TASK DATA:
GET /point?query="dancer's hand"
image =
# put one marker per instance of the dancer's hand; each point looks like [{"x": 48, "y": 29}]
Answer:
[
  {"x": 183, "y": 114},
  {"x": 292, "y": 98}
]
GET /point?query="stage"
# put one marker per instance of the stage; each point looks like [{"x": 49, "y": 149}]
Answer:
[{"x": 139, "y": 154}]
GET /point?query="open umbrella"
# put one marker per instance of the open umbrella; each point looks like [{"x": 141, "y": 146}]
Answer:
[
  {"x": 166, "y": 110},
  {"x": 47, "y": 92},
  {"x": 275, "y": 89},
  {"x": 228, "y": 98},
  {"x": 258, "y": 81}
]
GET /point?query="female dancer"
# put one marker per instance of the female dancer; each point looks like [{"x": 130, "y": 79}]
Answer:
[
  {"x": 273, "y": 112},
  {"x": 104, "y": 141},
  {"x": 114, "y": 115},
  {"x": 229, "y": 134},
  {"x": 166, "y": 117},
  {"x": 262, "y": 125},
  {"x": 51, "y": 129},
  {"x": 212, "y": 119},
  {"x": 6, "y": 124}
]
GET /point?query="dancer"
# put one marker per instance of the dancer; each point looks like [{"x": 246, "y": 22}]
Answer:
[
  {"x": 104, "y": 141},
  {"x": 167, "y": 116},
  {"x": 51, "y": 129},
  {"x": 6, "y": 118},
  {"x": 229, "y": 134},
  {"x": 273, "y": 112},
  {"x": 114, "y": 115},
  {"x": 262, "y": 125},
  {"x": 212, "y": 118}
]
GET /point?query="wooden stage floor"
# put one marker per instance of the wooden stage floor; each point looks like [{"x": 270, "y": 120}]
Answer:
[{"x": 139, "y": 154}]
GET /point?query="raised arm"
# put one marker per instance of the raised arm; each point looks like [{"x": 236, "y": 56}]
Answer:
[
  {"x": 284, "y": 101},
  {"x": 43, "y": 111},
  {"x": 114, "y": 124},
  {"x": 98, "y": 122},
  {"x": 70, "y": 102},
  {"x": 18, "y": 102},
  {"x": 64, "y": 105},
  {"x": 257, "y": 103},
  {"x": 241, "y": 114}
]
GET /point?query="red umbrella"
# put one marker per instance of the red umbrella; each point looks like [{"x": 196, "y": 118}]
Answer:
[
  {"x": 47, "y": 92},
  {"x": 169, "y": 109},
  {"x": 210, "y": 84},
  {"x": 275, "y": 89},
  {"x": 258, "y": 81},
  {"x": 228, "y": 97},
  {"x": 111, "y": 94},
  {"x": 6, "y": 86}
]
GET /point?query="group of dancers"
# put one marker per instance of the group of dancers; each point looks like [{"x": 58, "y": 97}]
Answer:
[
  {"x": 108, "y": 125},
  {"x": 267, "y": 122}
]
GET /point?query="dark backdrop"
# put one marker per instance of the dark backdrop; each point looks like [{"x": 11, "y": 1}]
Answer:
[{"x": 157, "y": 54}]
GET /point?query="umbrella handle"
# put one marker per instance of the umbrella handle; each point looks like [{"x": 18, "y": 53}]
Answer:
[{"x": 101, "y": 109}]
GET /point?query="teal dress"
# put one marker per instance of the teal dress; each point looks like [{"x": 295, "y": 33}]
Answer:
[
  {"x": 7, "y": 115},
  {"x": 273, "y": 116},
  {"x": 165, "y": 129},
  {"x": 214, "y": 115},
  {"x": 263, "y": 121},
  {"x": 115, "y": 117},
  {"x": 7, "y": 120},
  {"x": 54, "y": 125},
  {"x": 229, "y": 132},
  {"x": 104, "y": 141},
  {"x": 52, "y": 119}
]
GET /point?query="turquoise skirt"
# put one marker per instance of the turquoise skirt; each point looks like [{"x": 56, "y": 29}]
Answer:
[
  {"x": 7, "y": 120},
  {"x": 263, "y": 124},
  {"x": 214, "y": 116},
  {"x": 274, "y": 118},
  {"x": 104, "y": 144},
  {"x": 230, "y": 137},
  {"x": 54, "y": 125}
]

GOAL:
Each entry above is to be quoted exactly.

OUTPUT OF THE TASK:
GET /point?query="dancer's hand"
image =
# put one marker per instance of the dancer's hand; each point looks like [{"x": 48, "y": 29}]
Answer:
[
  {"x": 183, "y": 114},
  {"x": 292, "y": 98}
]
GET /point?query="stage"
# put one marker per instance of the stage; each point looks like [{"x": 49, "y": 149}]
Answer:
[{"x": 139, "y": 154}]
GET /point?query="open umbrella"
# put one marker per instance of the open umbrella; each point looks like [{"x": 141, "y": 146}]
Answer:
[
  {"x": 166, "y": 110},
  {"x": 47, "y": 92},
  {"x": 275, "y": 89},
  {"x": 228, "y": 98},
  {"x": 258, "y": 81}
]
GET /point?query="female dancer"
# put one marker per instance of the female dancer; each point looks like [{"x": 130, "y": 79}]
Answer:
[
  {"x": 273, "y": 112},
  {"x": 104, "y": 141},
  {"x": 114, "y": 115},
  {"x": 229, "y": 134},
  {"x": 166, "y": 117},
  {"x": 262, "y": 125},
  {"x": 51, "y": 129},
  {"x": 212, "y": 119},
  {"x": 6, "y": 124}
]
GET /point?query="dancer"
# put one marker per instance of the dancer; each point looks like [{"x": 246, "y": 22}]
Answer:
[
  {"x": 104, "y": 141},
  {"x": 167, "y": 116},
  {"x": 51, "y": 129},
  {"x": 6, "y": 118},
  {"x": 229, "y": 134},
  {"x": 273, "y": 112},
  {"x": 114, "y": 115},
  {"x": 262, "y": 125},
  {"x": 212, "y": 118}
]
GET /point?query="wooden stage floor"
# put one marker per instance of the wooden stage floor; each point looks like [{"x": 270, "y": 120}]
Answer:
[{"x": 139, "y": 154}]
GET /point?query="raised arm"
# put one marker per instance of the raised arm; each point looks like [{"x": 236, "y": 56}]
Answer:
[
  {"x": 284, "y": 101},
  {"x": 43, "y": 111},
  {"x": 114, "y": 124},
  {"x": 98, "y": 122},
  {"x": 70, "y": 102},
  {"x": 18, "y": 102},
  {"x": 64, "y": 105},
  {"x": 257, "y": 103},
  {"x": 241, "y": 114}
]
GET /point?query="red umbrella"
# put one marker per instance of the red umbrella; each point looks like [{"x": 196, "y": 118}]
Answer:
[
  {"x": 47, "y": 92},
  {"x": 169, "y": 109},
  {"x": 210, "y": 84},
  {"x": 275, "y": 89},
  {"x": 258, "y": 81},
  {"x": 228, "y": 97},
  {"x": 111, "y": 94},
  {"x": 6, "y": 86}
]
GET /point?query="group of dancers"
# put one marker per instance of the group of dancers; each point looks like [{"x": 58, "y": 97}]
Answer:
[
  {"x": 108, "y": 125},
  {"x": 267, "y": 122}
]
GET /point?query="dark backdrop"
# put one marker per instance of the dark backdrop; each point looks like [{"x": 11, "y": 1}]
Answer:
[{"x": 157, "y": 54}]
GET /point?query="umbrella handle"
# put one marker per instance of the umbrella handle; each point looks like [{"x": 18, "y": 53}]
Answer:
[{"x": 101, "y": 109}]
GET /point?query="teal dress"
# put one marker per instance of the teal dress; each point looks like [{"x": 295, "y": 33}]
Answer:
[
  {"x": 7, "y": 115},
  {"x": 273, "y": 116},
  {"x": 165, "y": 129},
  {"x": 214, "y": 115},
  {"x": 263, "y": 121},
  {"x": 115, "y": 117},
  {"x": 7, "y": 120},
  {"x": 54, "y": 125},
  {"x": 229, "y": 132},
  {"x": 104, "y": 141},
  {"x": 52, "y": 119}
]
GET /point?query="turquoise skirt"
# put one marker per instance of the turquoise skirt; each point looks like [{"x": 56, "y": 29}]
Answer:
[
  {"x": 7, "y": 120},
  {"x": 263, "y": 124},
  {"x": 214, "y": 116},
  {"x": 274, "y": 118},
  {"x": 104, "y": 144},
  {"x": 230, "y": 137},
  {"x": 54, "y": 125}
]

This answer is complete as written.